- [Text to read]:
This thread has been locked.

If you have a related question, please click the "Ask a related question" button in the top right corner. The newly created question will be automatically linked to this question.

NDK TCP buffer size and speed

Other Parts Discussed in Thread: SYSBIOS

Hi all,

I have CCS5 on a Linux host, EVM6678, XDS560v2STM, ndk_2_20_04_26 and mcsdk_2_00_05_17.

For my first steps in networking, I have modified the NDK's 'hello world'
example to use TCP instead of UDP. The purpose of the program is to receive image data
from a host PC and store it in a byte array for later processing.
(I can post the code here, but maybe it is not necessary).

The TCP transport works fine, but there are two strange problems:

(1) I have set the TCP buffer size to 8k:

    rc = 8192;
    CfgAddEntry( hCfg, CFGTAG_IP, CFGITEM_IP_SOCKTCPRXLIMIT, CFG_ADDMODE_UNIQUE,
    sizeof(uint), (UINT8 *)&rc, 0 );
    
but if I try to send chunks of size > 1k from the host, the whole TCP communication
becomes very slow, irregular, sometimes stops completely for a while, and then
continues, or hangs forever. A packet size of 1k is the maximum that works.

- [Listing]:
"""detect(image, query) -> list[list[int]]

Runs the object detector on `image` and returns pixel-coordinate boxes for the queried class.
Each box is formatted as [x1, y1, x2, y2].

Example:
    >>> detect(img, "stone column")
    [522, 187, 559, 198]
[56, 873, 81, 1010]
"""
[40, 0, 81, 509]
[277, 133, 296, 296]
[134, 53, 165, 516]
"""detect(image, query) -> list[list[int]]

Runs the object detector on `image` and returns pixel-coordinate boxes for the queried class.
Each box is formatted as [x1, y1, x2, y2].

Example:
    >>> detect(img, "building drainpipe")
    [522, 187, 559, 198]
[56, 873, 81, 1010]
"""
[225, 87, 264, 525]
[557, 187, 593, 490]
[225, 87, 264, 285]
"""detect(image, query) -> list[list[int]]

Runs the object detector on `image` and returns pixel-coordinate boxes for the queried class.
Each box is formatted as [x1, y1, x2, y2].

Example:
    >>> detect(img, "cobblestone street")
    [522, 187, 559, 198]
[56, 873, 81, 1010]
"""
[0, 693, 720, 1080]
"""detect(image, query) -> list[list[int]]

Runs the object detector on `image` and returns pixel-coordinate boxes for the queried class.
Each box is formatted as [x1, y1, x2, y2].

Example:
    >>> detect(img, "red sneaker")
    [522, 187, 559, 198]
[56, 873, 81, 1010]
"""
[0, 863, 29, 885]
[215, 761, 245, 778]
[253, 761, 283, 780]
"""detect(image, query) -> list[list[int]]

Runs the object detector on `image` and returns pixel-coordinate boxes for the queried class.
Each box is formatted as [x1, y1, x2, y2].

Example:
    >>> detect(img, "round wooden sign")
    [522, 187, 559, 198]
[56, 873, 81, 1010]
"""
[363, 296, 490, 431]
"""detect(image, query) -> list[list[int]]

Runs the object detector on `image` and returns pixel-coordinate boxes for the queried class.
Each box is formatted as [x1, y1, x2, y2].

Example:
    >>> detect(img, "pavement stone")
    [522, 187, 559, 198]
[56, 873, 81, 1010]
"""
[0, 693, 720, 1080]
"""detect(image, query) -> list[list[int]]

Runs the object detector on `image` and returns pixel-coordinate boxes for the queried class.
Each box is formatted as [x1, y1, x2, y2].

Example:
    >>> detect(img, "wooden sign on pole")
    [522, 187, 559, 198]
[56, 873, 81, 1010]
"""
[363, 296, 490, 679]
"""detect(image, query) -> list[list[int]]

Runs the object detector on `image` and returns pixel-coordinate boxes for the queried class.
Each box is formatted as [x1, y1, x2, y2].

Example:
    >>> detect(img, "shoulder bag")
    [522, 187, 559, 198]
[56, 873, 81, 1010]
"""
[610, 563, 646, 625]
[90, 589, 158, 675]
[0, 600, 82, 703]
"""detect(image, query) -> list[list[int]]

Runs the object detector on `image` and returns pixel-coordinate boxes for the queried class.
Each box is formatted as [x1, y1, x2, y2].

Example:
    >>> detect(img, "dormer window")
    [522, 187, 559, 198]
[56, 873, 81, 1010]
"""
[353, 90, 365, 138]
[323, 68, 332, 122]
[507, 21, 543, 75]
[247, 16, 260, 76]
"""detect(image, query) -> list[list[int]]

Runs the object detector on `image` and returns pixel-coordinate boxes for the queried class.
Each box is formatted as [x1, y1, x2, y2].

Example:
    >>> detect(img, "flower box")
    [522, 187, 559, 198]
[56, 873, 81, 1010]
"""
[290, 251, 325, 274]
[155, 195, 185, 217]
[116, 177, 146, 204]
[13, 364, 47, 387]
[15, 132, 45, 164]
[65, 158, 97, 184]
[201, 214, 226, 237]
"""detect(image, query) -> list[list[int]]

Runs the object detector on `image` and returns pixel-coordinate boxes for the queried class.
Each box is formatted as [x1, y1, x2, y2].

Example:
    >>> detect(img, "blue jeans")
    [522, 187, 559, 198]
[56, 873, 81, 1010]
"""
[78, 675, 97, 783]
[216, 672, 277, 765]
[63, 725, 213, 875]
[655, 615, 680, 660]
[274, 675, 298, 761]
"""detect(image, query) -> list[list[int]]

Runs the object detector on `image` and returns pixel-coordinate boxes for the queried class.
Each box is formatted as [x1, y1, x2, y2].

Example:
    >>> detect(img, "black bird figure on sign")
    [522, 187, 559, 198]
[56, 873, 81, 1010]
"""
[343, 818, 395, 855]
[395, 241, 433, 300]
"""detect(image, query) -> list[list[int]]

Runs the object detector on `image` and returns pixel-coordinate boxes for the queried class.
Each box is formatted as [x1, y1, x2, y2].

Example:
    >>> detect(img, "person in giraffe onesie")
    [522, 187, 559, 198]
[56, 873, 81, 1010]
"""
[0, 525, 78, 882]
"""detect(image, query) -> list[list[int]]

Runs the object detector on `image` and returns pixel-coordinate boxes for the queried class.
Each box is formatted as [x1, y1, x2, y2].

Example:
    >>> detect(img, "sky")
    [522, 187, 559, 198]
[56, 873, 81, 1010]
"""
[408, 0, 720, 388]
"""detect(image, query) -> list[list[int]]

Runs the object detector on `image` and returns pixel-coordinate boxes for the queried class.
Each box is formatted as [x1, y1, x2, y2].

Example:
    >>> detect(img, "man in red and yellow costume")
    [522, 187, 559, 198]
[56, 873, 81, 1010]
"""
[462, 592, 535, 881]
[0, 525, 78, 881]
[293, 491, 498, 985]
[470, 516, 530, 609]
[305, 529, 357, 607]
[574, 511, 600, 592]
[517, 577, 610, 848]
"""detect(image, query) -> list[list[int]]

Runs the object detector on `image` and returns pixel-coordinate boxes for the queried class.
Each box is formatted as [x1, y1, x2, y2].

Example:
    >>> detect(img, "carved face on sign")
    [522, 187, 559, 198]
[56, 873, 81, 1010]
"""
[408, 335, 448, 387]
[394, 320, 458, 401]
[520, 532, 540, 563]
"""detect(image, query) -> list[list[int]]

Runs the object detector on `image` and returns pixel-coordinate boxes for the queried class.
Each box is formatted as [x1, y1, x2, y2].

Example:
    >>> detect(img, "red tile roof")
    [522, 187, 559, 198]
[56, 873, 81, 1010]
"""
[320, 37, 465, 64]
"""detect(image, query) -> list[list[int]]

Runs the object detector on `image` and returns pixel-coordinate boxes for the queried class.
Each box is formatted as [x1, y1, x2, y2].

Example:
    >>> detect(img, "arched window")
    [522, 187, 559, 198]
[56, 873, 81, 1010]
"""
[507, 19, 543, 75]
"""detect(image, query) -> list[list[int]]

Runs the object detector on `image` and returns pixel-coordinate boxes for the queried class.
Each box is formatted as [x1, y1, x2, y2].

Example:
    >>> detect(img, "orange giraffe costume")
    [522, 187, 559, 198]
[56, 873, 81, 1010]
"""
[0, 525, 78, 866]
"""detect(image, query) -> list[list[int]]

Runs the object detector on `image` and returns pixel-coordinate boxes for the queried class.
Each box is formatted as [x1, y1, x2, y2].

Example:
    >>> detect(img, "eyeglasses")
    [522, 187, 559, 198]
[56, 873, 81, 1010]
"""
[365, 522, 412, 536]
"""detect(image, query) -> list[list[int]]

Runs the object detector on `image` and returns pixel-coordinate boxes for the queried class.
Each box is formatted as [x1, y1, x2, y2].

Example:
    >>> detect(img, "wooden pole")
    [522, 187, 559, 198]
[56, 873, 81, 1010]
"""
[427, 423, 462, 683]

- [Brief 1]:
Answer these from the forum thread on NDK TCP buffer size and speed, marking your answers (a), (b), (c):
(a) Which NDK example did the poster modify?
(b) To what value was the TCP receive buffer limit set in the code?
(c) What is the largest packet size that works?
- [Brief 2]:
Duplicate the passage of the forum thread on NDK TCP buffer size and speed that begins at the words "I have CCS5" and ends after the words "is not necessary).".
- [Brief 3]:
Write the next part of the forum post on NDK TCP buffer size and speed, picking up right after its last sentence.

- [Right answer 1]:
(a) The NDK's 'hello world' example, changed to use TCP instead of UDP.
(b) 8192 (8k).
(c) 1k.

- [Right answer 2]:
I have CCS5 on a Linux host, EVM6678, XDS560v2STM, ndk_2_20_04_26 and mcsdk_2_00_05_17.

For my first steps in networking, I have modified the NDK's 'hello world'
example to use TCP instead of UDP. The purpose of the program is to receive image data
from a host PC and store it in a byte array for later processing.
(I can post the code here, but maybe it is not necessary).

- [Right answer 3]:
(There are no other user task running on the DSP so far, just copying into the
image array).

(2) If I reload the program, I have to do a system reset before, otherwise
the DHCP communication fails (maybe because the PHY is already configured).
However, if I do so, the TCP communication becomes *very* slow afterwards.
Transporting a 2MB image takes about 30sec over an GBit network, no matter if
I use Debug or Release configuration. To get back to the normal speed,
I have to power-cycle the EVM and the debugger.

If you have nay idea about this behavior or need more information,
please let me know.

Thanks in advance,
Marcus

  • Hello Markus,

    Is there any help on this topic?  I am trying to send out an image UDP and having problems.  I see your post is TCP, but perhaps if TI suggested a setting it might be helpful for me too.

    Thanks,

    Brandy

  • Hi Brandy,

    Sorry, I got no reply on this posting so far, so the problem still exists. However, there are one or two new versions of NDK in the meantime, so I should try to run the program again.

    What is your problem? I also started using UDP, but it was too slow and unreliable for my purposes, so I tried to switch to TCP.

    Regards

    Marcus

  • I am trying to send 1000 packets (at 1424 bytes each) in 500ms.  Doesn't seem like it should be so hard.  We only use UDP in our system for speed becuase we have a private network we are not too worried about UDP packets getting lost.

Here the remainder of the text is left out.